» Problem description: Update everything from the line containing "Trace the outline of every instance of the cloud" down to the line containing "41 45 L 43 49", changing "even-odd rule" to "evenodd fill rule" and keeping all else unchanged.

--- start Extracted records ---

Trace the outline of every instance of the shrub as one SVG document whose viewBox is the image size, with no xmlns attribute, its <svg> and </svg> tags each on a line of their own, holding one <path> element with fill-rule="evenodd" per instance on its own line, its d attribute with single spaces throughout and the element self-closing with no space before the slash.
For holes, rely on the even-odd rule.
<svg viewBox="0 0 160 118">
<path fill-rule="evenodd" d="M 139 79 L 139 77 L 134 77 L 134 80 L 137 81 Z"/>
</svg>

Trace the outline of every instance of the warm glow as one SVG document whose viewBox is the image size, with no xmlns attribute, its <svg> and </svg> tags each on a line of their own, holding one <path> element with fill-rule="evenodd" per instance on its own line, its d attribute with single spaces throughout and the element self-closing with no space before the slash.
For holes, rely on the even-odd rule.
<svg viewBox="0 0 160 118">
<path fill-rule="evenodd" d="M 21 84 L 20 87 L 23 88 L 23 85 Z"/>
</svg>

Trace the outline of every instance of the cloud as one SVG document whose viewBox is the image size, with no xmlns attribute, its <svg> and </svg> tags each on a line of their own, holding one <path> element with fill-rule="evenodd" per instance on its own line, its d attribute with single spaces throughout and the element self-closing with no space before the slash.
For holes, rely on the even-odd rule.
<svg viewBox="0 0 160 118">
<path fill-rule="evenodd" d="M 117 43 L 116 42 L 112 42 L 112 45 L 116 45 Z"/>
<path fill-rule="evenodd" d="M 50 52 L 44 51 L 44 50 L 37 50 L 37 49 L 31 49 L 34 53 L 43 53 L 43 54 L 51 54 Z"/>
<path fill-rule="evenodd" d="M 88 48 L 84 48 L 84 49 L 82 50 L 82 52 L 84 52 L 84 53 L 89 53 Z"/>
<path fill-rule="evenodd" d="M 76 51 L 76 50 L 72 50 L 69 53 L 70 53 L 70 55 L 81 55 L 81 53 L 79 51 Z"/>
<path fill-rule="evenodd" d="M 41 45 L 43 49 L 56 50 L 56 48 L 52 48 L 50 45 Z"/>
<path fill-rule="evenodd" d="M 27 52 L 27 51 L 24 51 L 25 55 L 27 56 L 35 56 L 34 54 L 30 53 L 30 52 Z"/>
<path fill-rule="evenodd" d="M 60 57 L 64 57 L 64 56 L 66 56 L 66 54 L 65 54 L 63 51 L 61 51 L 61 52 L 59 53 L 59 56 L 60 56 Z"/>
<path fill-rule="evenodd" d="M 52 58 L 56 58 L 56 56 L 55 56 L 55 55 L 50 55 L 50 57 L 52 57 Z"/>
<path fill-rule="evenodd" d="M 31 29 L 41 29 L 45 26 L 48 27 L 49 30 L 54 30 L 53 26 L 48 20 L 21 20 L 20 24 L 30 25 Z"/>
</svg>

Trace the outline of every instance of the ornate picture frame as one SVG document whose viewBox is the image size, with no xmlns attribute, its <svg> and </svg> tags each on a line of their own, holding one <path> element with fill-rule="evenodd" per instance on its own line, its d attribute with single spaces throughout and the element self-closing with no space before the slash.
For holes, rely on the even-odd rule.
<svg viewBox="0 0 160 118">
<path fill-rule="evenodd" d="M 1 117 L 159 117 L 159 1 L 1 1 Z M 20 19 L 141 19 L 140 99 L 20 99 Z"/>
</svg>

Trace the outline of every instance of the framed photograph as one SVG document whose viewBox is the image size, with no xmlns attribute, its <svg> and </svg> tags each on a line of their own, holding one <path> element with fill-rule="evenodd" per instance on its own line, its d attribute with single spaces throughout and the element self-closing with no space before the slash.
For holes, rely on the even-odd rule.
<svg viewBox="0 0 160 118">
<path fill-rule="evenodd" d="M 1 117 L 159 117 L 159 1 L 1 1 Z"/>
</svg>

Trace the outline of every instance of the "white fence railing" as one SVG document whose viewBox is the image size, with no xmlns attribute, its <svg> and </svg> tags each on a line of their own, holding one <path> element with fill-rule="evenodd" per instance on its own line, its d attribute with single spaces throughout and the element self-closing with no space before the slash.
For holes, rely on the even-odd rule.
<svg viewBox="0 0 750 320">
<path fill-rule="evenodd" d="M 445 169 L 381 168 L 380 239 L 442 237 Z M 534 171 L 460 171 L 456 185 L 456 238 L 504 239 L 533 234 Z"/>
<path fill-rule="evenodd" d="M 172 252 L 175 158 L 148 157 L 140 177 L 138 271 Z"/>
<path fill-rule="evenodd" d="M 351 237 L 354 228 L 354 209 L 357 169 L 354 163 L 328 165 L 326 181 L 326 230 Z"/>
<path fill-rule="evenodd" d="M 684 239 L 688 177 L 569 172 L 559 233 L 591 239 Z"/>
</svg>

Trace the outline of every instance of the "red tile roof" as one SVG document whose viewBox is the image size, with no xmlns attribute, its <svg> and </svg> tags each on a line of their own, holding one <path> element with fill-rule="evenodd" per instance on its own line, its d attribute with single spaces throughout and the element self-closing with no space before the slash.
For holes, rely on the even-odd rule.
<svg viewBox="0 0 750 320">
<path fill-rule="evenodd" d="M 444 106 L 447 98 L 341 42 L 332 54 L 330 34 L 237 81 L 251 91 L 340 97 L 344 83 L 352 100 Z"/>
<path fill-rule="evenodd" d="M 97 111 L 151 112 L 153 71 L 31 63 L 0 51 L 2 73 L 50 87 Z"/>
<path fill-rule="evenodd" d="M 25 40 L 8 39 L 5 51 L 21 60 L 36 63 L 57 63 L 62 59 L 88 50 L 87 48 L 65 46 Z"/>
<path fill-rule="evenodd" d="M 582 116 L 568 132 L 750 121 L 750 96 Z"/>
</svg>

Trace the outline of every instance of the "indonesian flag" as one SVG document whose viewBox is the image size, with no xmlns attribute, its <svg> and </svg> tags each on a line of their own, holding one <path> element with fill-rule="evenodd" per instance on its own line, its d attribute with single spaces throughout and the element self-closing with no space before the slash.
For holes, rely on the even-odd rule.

--- end Extracted records ---

» Exercise answer:
Trace the outline of every instance of the cloud as one SVG document whose viewBox is the image size, with no xmlns attribute, its <svg> and </svg> tags each on a line of their own, holding one <path> element with fill-rule="evenodd" per instance on its own line, its d attribute with single spaces throughout and the element self-closing with no space before the slash.
For holes, rely on the evenodd fill rule.
<svg viewBox="0 0 160 118">
<path fill-rule="evenodd" d="M 117 43 L 116 42 L 112 42 L 112 45 L 116 45 Z"/>
<path fill-rule="evenodd" d="M 50 52 L 44 51 L 44 50 L 37 50 L 37 49 L 31 49 L 34 53 L 43 53 L 43 54 L 51 54 Z"/>
<path fill-rule="evenodd" d="M 88 48 L 84 48 L 84 49 L 82 50 L 82 52 L 84 52 L 84 53 L 89 53 Z"/>
<path fill-rule="evenodd" d="M 76 51 L 76 50 L 72 50 L 69 53 L 70 53 L 70 55 L 81 55 L 81 53 L 79 51 Z"/>
<path fill-rule="evenodd" d="M 41 45 L 43 49 L 56 50 L 56 48 L 52 48 L 50 45 Z"/>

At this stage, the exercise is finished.